= Exercício proposto 1 =
Responda, a partir do texto sobre o referendo no Missouri:
(a) Que governador promulgou a lei «direito ao trabalho» em 2017?
(b) Quantas assinaturas recolheram os sindicatos para submeter a lei a votos?
(c) Que percentagem dos eleitores rejeitou a medida?

= Texto da página =

Em 2017 o parlamento estadual de
Missouri, de maioria do Partido Republicano, aprovou uma lei «direito ao
trabalho» que o governador Eric Greitens prontamente promulgou. Mas a
constituição do estado do Missouri prevê a possibilidade de um «veto dos
cidadãos» por via de um referendo. Os sindicatos prontamente começaram a recolher
assinaturas para submeter a lei a votos este ano, tendo recolhido mais de 300
mil assinaturas (três vezes mais que o exigido por lei). Segundo a sindicalista
que coordenou a iniciativa, Jessica Podhola, os activistas bateram à porta de
mais de 870 mil casas, fizeram um milhão de chamadas telefónicas e distribuíram
cem mil cartazes. A legislatura tentou subverter o escrutínio, antecipando o
referendo de Novembro (aquando da eleição nacional intercalar) para Agosto (dia
de eleições primárias). Mesmo assim, 67% dos eleitores rejeitaram a medida, uma
percentagem maior que numa votação semelhante no estado em 1978, apesar de a
taxa de sindicalização ter entretanto diminuído em dois terços.

= Exercício proposto 2 =
Por favor, indique todas as linhas das entradas que contêm a palavra "window".

Excertos de registos de segmentação
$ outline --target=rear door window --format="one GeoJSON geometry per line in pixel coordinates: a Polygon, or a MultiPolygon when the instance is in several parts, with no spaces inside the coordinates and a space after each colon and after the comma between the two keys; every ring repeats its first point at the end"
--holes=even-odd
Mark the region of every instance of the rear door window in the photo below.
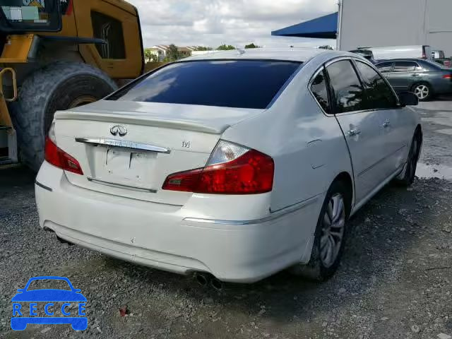
{"type": "Polygon", "coordinates": [[[319,102],[319,105],[323,109],[325,113],[331,114],[330,103],[328,101],[328,85],[325,76],[325,71],[322,70],[312,81],[311,85],[311,92],[319,102]]]}
{"type": "Polygon", "coordinates": [[[300,65],[269,60],[177,62],[107,100],[264,109],[300,65]]]}
{"type": "Polygon", "coordinates": [[[350,60],[335,62],[326,68],[334,93],[335,113],[366,109],[366,93],[350,60]]]}
{"type": "Polygon", "coordinates": [[[381,109],[396,107],[396,95],[381,76],[364,62],[357,61],[356,65],[366,88],[369,108],[381,109]]]}

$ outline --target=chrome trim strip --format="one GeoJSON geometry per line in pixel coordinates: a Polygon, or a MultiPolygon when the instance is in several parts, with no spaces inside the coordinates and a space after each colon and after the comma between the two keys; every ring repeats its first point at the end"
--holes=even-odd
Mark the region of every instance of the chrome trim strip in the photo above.
{"type": "Polygon", "coordinates": [[[288,207],[285,207],[281,210],[278,210],[274,212],[270,212],[271,215],[263,218],[261,219],[254,219],[252,220],[218,220],[214,219],[202,219],[198,218],[186,218],[184,221],[188,221],[191,222],[202,222],[206,224],[215,224],[215,225],[256,225],[267,222],[268,221],[274,220],[287,214],[295,212],[298,210],[304,208],[313,204],[319,199],[320,194],[314,196],[309,199],[305,200],[300,203],[295,203],[288,207]]]}
{"type": "Polygon", "coordinates": [[[52,189],[50,187],[47,187],[45,185],[43,185],[42,184],[41,184],[40,182],[38,182],[37,180],[35,180],[35,184],[36,186],[39,186],[40,187],[41,187],[42,189],[44,189],[47,191],[49,191],[49,192],[53,192],[53,189],[52,189]]]}
{"type": "Polygon", "coordinates": [[[136,143],[126,140],[105,139],[104,138],[76,138],[78,143],[89,143],[101,146],[117,147],[127,150],[143,150],[146,152],[157,152],[158,153],[170,154],[171,150],[163,147],[136,143]]]}
{"type": "Polygon", "coordinates": [[[118,189],[133,189],[134,191],[138,191],[140,192],[148,192],[148,193],[157,193],[156,189],[143,189],[142,187],[136,187],[135,186],[128,186],[128,185],[122,185],[121,184],[114,184],[112,182],[105,182],[103,180],[98,180],[97,179],[87,177],[88,182],[94,182],[95,184],[100,184],[101,185],[110,186],[112,187],[116,187],[118,189]]]}

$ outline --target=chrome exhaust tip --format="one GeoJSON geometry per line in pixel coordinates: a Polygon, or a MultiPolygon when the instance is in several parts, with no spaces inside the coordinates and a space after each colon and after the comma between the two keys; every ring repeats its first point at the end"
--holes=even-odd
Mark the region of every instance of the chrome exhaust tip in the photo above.
{"type": "Polygon", "coordinates": [[[223,289],[223,283],[216,278],[213,278],[210,280],[210,286],[217,291],[221,291],[223,289]]]}
{"type": "Polygon", "coordinates": [[[207,286],[210,280],[209,276],[206,273],[195,273],[195,279],[203,287],[207,286]]]}
{"type": "Polygon", "coordinates": [[[69,242],[68,241],[64,240],[64,239],[60,238],[59,237],[56,236],[56,239],[58,239],[58,241],[59,242],[61,242],[61,244],[67,244],[69,246],[73,246],[74,244],[73,244],[72,242],[69,242]]]}

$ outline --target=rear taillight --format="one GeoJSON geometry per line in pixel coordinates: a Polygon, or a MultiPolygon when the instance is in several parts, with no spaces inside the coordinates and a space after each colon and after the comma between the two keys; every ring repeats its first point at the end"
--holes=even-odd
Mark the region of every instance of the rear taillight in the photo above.
{"type": "Polygon", "coordinates": [[[49,164],[65,171],[83,175],[83,172],[77,160],[59,148],[55,143],[53,124],[49,131],[49,136],[45,138],[44,159],[49,164]]]}
{"type": "Polygon", "coordinates": [[[170,174],[162,189],[215,194],[256,194],[273,186],[273,160],[256,150],[221,141],[203,168],[170,174]]]}

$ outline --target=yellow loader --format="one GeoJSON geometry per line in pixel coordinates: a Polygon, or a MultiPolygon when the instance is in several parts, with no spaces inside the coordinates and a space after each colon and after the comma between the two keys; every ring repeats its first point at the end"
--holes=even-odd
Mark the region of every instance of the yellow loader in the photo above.
{"type": "Polygon", "coordinates": [[[122,0],[0,0],[0,165],[37,171],[55,111],[144,71],[137,9],[122,0]]]}

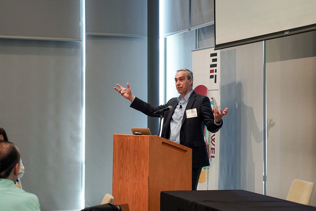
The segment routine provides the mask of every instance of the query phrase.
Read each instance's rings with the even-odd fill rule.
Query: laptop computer
[[[149,130],[149,128],[139,128],[137,127],[131,127],[131,129],[132,130],[132,133],[134,135],[151,135],[151,133],[150,133],[150,131]],[[135,133],[136,133],[135,134]],[[137,134],[137,133],[141,133],[141,134]]]

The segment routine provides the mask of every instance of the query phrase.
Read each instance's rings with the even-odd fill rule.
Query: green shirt
[[[0,209],[6,211],[40,210],[37,196],[15,187],[7,179],[0,179]]]

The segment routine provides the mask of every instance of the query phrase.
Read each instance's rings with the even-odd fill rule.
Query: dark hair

= Resposta escrita 1 =
(a) Eric Greitens.
(b) Mais de 300 mil assinaturas.
(c) 67%.

= Resposta escrita 2 =
$ outline --target=rear door window --format="one GeoJSON geometry per line in pixel coordinates: a Polygon, or a MultiPolygon when the instance is in several parts, with no spaces inside the coordinates and a space after each colon and after the comma between the two keys; every ring repeats its first point at the end"
Mark the region of every instance of the rear door window in the photo below.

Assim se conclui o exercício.